What is being asked:
Reproduce each record exactly.

Raw records:
--- Start ---

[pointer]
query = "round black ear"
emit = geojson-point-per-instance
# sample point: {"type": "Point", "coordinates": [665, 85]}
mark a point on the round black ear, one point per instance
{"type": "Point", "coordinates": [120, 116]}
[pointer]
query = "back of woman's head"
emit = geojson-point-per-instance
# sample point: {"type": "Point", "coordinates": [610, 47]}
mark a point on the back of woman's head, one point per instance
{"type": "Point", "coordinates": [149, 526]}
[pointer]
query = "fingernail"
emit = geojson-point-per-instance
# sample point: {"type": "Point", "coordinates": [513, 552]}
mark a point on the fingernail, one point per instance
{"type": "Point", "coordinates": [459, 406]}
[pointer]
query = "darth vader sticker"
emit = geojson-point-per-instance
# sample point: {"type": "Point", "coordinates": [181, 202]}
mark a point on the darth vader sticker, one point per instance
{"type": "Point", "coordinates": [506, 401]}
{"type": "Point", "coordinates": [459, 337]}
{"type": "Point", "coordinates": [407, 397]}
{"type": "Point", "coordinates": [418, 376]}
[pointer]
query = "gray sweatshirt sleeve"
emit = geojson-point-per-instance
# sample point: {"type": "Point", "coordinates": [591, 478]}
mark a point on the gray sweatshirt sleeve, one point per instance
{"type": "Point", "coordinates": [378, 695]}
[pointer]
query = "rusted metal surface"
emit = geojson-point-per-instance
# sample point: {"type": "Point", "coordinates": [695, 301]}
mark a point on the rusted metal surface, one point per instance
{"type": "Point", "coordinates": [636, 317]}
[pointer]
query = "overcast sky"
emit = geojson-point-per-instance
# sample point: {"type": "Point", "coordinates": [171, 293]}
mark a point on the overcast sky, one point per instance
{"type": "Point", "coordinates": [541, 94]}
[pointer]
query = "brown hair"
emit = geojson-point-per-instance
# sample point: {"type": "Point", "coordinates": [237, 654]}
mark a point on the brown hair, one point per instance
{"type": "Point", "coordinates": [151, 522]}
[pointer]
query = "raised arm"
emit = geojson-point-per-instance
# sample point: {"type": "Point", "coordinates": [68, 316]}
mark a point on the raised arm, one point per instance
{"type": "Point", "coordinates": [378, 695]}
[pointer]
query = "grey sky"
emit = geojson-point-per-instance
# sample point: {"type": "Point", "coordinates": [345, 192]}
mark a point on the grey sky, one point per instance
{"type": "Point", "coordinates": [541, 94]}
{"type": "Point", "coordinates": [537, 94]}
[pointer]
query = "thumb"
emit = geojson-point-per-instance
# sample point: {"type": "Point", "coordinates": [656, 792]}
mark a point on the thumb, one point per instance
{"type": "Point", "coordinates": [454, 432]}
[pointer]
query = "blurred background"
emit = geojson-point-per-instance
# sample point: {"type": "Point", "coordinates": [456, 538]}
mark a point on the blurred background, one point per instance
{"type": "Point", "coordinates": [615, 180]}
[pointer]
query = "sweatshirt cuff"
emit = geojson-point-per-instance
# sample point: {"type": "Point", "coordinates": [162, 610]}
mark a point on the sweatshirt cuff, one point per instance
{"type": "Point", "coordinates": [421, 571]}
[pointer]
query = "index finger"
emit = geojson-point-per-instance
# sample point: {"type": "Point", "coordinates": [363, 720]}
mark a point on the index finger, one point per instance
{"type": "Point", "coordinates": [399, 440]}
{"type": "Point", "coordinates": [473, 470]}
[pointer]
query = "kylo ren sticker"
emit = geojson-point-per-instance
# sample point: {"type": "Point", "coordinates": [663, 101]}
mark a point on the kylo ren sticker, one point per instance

--- End ---

The result:
[pointer]
query = "round black ear"
emit = geojson-point-per-instance
# sample point: {"type": "Point", "coordinates": [665, 85]}
mark a point on the round black ear, one point per instance
{"type": "Point", "coordinates": [120, 116]}
[pointer]
query = "back of woman's head"
emit = geojson-point-per-instance
# sample point: {"type": "Point", "coordinates": [610, 47]}
mark a point on the back of woman's head, one point per instance
{"type": "Point", "coordinates": [149, 526]}
[pointer]
query = "fingernail"
emit = geojson-point-per-instance
# sample point: {"type": "Point", "coordinates": [513, 552]}
mark a point on the fingernail, one point per instance
{"type": "Point", "coordinates": [459, 406]}
[pointer]
query = "darth vader sticker"
emit = geojson-point-per-instance
# sample point: {"type": "Point", "coordinates": [181, 202]}
mark a point on the darth vader sticker, one point per instance
{"type": "Point", "coordinates": [506, 401]}
{"type": "Point", "coordinates": [459, 337]}
{"type": "Point", "coordinates": [407, 397]}
{"type": "Point", "coordinates": [418, 376]}
[pointer]
query = "gray sweatshirt sleeve"
emit = geojson-point-per-instance
# sample point: {"type": "Point", "coordinates": [591, 478]}
mark a point on the gray sweatshirt sleeve, one point per instance
{"type": "Point", "coordinates": [378, 695]}
[pointer]
query = "rusted metal surface"
emit = geojson-point-per-instance
# sample point: {"type": "Point", "coordinates": [695, 301]}
mark a point on the rusted metal surface, one point per instance
{"type": "Point", "coordinates": [636, 317]}
[pointer]
query = "overcast sky"
emit = geojson-point-per-instance
# sample point: {"type": "Point", "coordinates": [171, 293]}
mark a point on the overcast sky, one point per instance
{"type": "Point", "coordinates": [541, 94]}
[pointer]
query = "brown hair"
emit = geojson-point-per-instance
# sample point: {"type": "Point", "coordinates": [237, 654]}
mark a point on the brown hair, one point per instance
{"type": "Point", "coordinates": [151, 522]}
[pointer]
query = "raised arm"
emit = geojson-point-per-instance
# sample point: {"type": "Point", "coordinates": [68, 316]}
mark a point on the raised arm, one point per instance
{"type": "Point", "coordinates": [378, 695]}
[pointer]
query = "grey sky"
emit = geojson-point-per-instance
# sample point: {"type": "Point", "coordinates": [345, 192]}
mark a point on the grey sky, one point per instance
{"type": "Point", "coordinates": [541, 94]}
{"type": "Point", "coordinates": [537, 94]}
[pointer]
query = "thumb"
emit = geojson-point-per-instance
# sample point: {"type": "Point", "coordinates": [656, 792]}
mark a point on the thumb, one point per instance
{"type": "Point", "coordinates": [454, 432]}
[pointer]
query = "blurred background"
emit = geojson-point-per-instance
# sample point: {"type": "Point", "coordinates": [456, 538]}
mark a point on the blurred background, one point per instance
{"type": "Point", "coordinates": [615, 180]}
[pointer]
query = "sweatshirt cuff"
emit = geojson-point-per-instance
# sample point: {"type": "Point", "coordinates": [162, 610]}
mark a point on the sweatshirt cuff, one point per instance
{"type": "Point", "coordinates": [421, 571]}
[pointer]
query = "index finger"
emit = geojson-point-per-instance
# sample point: {"type": "Point", "coordinates": [363, 720]}
mark a point on the index finger, one point per instance
{"type": "Point", "coordinates": [399, 440]}
{"type": "Point", "coordinates": [473, 470]}
[pointer]
query = "kylo ren sticker"
emit = geojson-point-per-instance
# sample point: {"type": "Point", "coordinates": [663, 101]}
mark a point on the kylo ren sticker, one point per instance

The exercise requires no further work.